## START Task inputs
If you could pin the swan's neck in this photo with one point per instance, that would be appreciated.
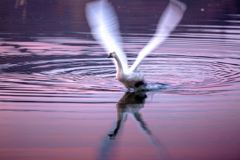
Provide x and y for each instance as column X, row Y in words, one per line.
column 119, row 65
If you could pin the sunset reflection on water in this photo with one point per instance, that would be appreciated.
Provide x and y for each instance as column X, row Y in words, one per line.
column 59, row 98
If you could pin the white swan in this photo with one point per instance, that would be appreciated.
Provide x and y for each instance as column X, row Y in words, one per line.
column 105, row 29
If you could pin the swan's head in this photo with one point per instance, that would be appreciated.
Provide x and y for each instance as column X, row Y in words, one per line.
column 112, row 55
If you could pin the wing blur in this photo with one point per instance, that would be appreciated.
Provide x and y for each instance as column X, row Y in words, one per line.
column 104, row 26
column 170, row 18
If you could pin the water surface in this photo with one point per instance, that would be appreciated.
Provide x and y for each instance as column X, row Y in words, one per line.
column 60, row 99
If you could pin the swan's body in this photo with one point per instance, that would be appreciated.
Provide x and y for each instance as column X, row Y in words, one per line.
column 133, row 79
column 104, row 27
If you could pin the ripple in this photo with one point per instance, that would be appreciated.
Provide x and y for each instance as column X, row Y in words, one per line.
column 189, row 63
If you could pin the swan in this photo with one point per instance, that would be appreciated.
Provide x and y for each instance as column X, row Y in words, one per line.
column 104, row 27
## END Task inputs
Your objective
Please retype the stretch from the start of the records through the line containing "column 119, row 65", including both ends and leaving the pictures out of your answer.

Solution to this problem
If you could pin the swan's neck in this photo with one point per instance, that would be appreciated.
Provide x and y for each instance as column X, row Y in words, one per line.
column 119, row 65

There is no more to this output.